◆ PASSAGE CHOISI ◆

****************

Olivier Guez : “Il est impossible de recréer le monde juif germanique d’avant-guerre"






Journaliste, essayiste, romancier, scénariste, Olivier Guez est un éclectique qui s’intéresse aussi bien à la géopolitique moyen-orientale qu’au football brésilien, à l’état de l’Amérique qu’à la musique électro. Entretien à l’occasion de la sortie de Fritz Bauer, un héros allemand , film qu’il a co-écrit sur le premier chasseur de nazis allemand....
 

 
Comment vous êtes-vous retrouvé scénariste de Fritz Bauer, un héros allemand ?Olivier Guez – Le point de départ, c’est la traduction en allemand de mon livre Juifs allemands : l’impossible retour. Le réalisateur Lars Kraume l’a lu, il m’a contacté pour écrire une histoire autour de ce thème. On s’est finalement arrêté sur le personnage de Fritz Bauer, qui avait sombré dans l’oubli. Or, il fut l’un des principaux initiateurs du travail de mémoire sur le nazisme en Allemagne.


Au-delà de la figure “héroïque” de Bauer, le film rappelle que dans les années cinquante, l’appareil judiciaire allemand était truffé d’anciens nazis ou sympathisants…
Pas que l’appareil judiciaire, toutes les institutions : police, enseignement, santé, industrie… Mais c’était normal, on était quelque dix ans après la guerre. Tous les membres de l’administration et des super-structures du pays étaient les mêmes, c’était des nazis qui avaient juste troqué leurs uniformes pour des costumes plus sobres.

Quand je faisais mes recherches pour le livre, j’étais fasciné par cet après-guerre parce que c’était une période très ambigüe, très grise, très sombre.


Le film montre bien qu’histoire et morale sont deux choses bien différentes. Ah, elles font rarement bon ménage ! Le film essaye vraiment de montrer la complexité de cette période avec la realpolitik de la RFA, des Etats-Unis, d’Israël, etc. Bauer évolue au milieu de ce labyrinthe géopolitique dont il ne détient pas les clés.

****************

◆ Extrait d'un jeu de données ◆
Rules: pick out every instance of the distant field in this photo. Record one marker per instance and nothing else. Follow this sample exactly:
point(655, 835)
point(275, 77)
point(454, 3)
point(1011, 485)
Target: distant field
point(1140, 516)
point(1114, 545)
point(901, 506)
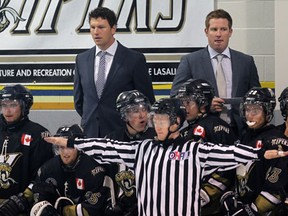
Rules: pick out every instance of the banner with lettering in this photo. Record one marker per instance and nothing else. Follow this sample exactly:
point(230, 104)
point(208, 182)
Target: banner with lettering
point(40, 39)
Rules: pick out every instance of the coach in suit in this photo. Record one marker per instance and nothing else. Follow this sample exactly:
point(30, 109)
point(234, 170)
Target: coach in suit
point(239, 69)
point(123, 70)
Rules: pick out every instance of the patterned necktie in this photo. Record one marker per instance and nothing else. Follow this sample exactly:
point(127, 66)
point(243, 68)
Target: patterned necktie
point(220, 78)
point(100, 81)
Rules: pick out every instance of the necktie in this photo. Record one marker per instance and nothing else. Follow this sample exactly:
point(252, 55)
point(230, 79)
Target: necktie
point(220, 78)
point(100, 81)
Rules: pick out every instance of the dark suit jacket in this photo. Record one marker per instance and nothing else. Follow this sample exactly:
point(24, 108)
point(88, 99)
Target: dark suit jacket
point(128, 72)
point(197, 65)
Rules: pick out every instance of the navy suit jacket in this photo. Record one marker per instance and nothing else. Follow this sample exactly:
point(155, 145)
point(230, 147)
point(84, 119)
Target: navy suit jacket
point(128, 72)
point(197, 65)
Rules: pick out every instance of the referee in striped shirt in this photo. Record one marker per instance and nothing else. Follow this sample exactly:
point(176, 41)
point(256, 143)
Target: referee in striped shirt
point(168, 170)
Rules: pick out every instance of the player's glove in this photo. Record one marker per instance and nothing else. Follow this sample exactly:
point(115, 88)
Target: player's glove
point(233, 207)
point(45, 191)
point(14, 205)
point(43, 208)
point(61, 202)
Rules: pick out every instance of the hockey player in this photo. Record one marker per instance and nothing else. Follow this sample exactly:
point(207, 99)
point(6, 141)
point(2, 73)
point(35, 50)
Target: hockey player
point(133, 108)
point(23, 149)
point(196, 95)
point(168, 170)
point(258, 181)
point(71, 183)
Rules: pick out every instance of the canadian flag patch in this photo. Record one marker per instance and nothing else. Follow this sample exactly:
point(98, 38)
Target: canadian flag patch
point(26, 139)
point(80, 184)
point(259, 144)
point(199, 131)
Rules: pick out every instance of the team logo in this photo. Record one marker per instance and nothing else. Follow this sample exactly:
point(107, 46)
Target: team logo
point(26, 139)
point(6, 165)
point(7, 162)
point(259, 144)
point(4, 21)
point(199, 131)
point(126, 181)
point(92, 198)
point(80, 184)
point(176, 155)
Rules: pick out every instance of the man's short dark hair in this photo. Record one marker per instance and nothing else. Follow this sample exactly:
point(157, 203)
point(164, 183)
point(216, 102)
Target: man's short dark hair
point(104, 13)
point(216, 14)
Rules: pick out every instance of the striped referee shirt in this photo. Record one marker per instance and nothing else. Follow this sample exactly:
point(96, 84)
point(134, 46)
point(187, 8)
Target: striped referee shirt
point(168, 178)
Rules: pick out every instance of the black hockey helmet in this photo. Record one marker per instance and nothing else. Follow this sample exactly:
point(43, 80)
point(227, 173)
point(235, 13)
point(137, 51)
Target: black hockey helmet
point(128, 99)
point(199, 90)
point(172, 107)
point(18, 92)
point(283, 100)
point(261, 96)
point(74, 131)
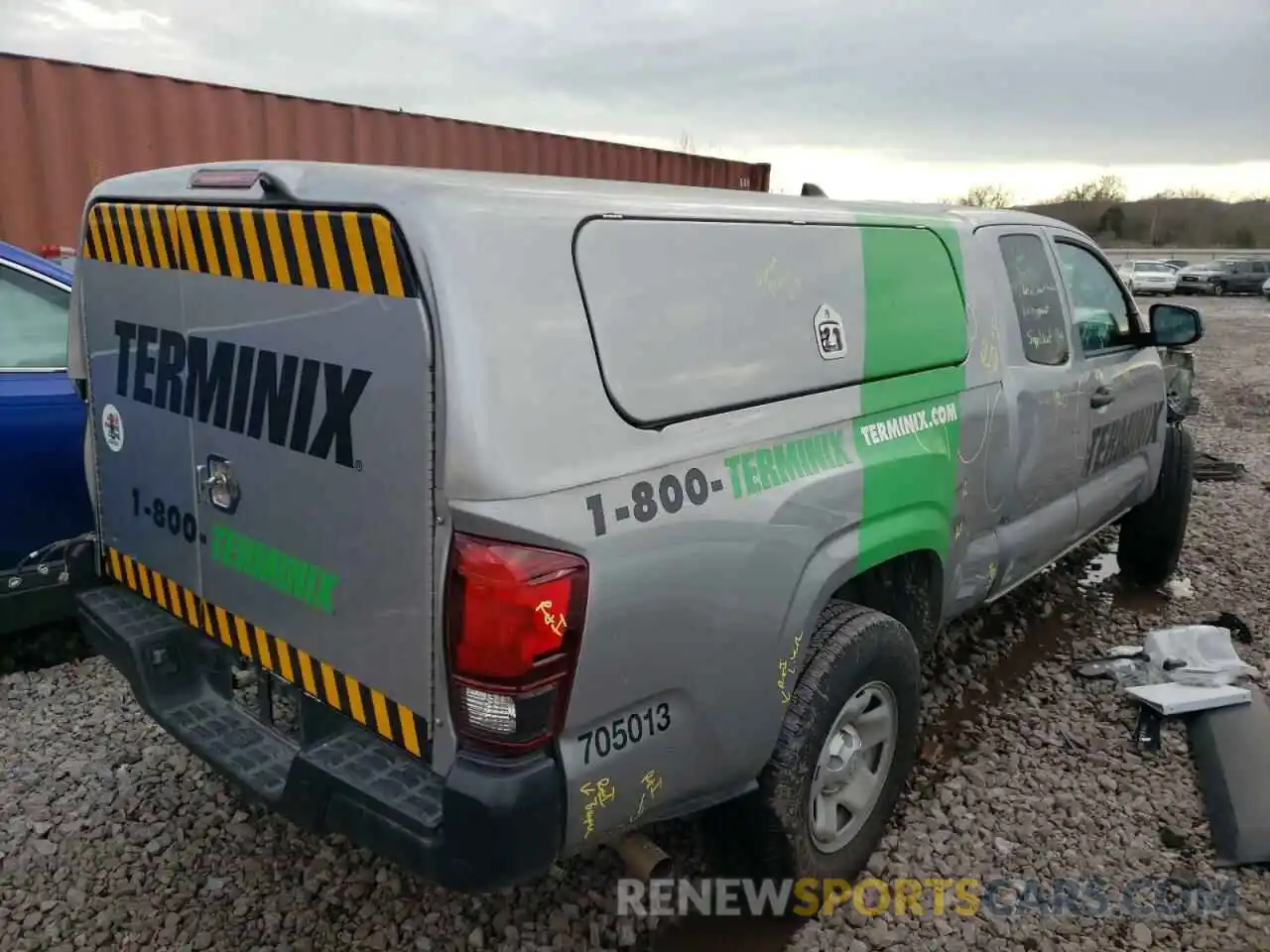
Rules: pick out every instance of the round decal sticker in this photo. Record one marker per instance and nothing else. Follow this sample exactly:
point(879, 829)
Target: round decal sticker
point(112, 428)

****************

◆ LES TÂCHES ◆
**1.** Présentez sous forme de tableau Markdown les lignes du jeu de données situées entre celle qui contient "Rules: pick out every instance of the referee" et celle qui contient "point(168, 178)", toutes deux comprises. Utilisez deux colonnes, Numéro et Ligne, et laissez de côté les lignes vides.
**2.** Poursuivez l'entretien avec Olivier Guez sur le film consacré à Fritz Bauer, en reprenant juste après sa dernière phrase.

◆ EN RÉPONSE ◆
**1.**
| Numéro | Ligne |
|---|---|
| 1 | Rules: pick out every instance of the referee in striped shirt in this photo. Record one marker per instance and nothing else. Follow this sample exactly: |
| 2 | point(176, 41) |
| 3 | point(256, 143) |
| 4 | Target: referee in striped shirt |
| 5 | point(168, 170) |
| 6 | Rules: pick out every instance of the player's glove in this photo. Record one marker per instance and nothing else. Follow this sample exactly: |
| 7 | point(115, 88) |
| 8 | Target: player's glove |
| 9 | point(233, 207) |
| 10 | point(45, 191) |
| 11 | point(14, 205) |
| 12 | point(43, 208) |
| 13 | point(61, 202) |
| 14 | Rules: pick out every instance of the hockey player in this photo. Record one marker per instance and nothing else. Follow this sample exactly: |
| 15 | point(207, 99) |
| 16 | point(6, 141) |
| 17 | point(2, 73) |
| 18 | point(35, 50) |
| 19 | Target: hockey player |
| 20 | point(133, 108) |
| 21 | point(23, 149) |
| 22 | point(196, 95) |
| 23 | point(168, 170) |
| 24 | point(258, 181) |
| 25 | point(71, 183) |
| 26 | Rules: pick out every instance of the canadian flag patch in this photo. Record one marker per instance and nothing else. Follow this sample exactly: |
| 27 | point(98, 38) |
| 28 | Target: canadian flag patch |
| 29 | point(26, 139) |
| 30 | point(80, 184) |
| 31 | point(259, 144) |
| 32 | point(199, 131) |
| 33 | Rules: pick out every instance of the team logo in this photo. Record one marker per instance and nothing else. Follow this sample exactly: |
| 34 | point(107, 46) |
| 35 | Target: team logo |
| 36 | point(26, 139) |
| 37 | point(6, 165) |
| 38 | point(7, 162) |
| 39 | point(259, 144) |
| 40 | point(4, 21) |
| 41 | point(199, 131) |
| 42 | point(126, 181) |
| 43 | point(92, 198) |
| 44 | point(80, 184) |
| 45 | point(176, 155) |
| 46 | Rules: pick out every instance of the man's short dark hair in this photo. Record one marker per instance and nothing else. Follow this sample exactly: |
| 47 | point(157, 203) |
| 48 | point(164, 183) |
| 49 | point(216, 102) |
| 50 | Target: man's short dark hair |
| 51 | point(104, 13) |
| 52 | point(216, 14) |
| 53 | Rules: pick out every instance of the striped referee shirt in this photo. Record one marker per instance and nothing else. Follow this sample exactly: |
| 54 | point(96, 84) |
| 55 | point(134, 46) |
| 56 | point(187, 8) |
| 57 | Target: striped referee shirt |
| 58 | point(168, 178) |

**2.**
C’est un solitaire qui n’a que son travail et son idée de la justice dans la vie. C’est un héros de western ! C’est l’inspecteur Harry mais dans un genre un peu différent. Bauer a redonné envie d’être allemand à cette génération grandie dans l’après-guerre.


Il y a eu pléthore de films sur le nazisme. Fritz Bauer est-il un film de plus sur le sujet, au risque de la saturation, ou pensez-vous qu’il y a toujours à apprendre sur cette période ?
 Il n’y a aucun flashback années 30 ou 40 dans le film, aucune croix gammée – sauf sur l’affiche française qui n’est pas de nous. L’imaginaire de notre film, c’est les films d’espionnage des années 50, un peu comme dans Le Pont des espions de Spielberg : John Le Carré, Preminger, cette veine… L’après-nazisme est finalement assez peu traité au cinéma.

Prenons l’affaire Eichmann, c’est une histoire de guerre froide. Les services allemands savent qu’Eichmann se cache en Argentine dès 1952, et la CIA le sait dès 1956, mais personne ne bouge. Eichmann est une figure trop importante, il pourrait faire vaciller la RFA.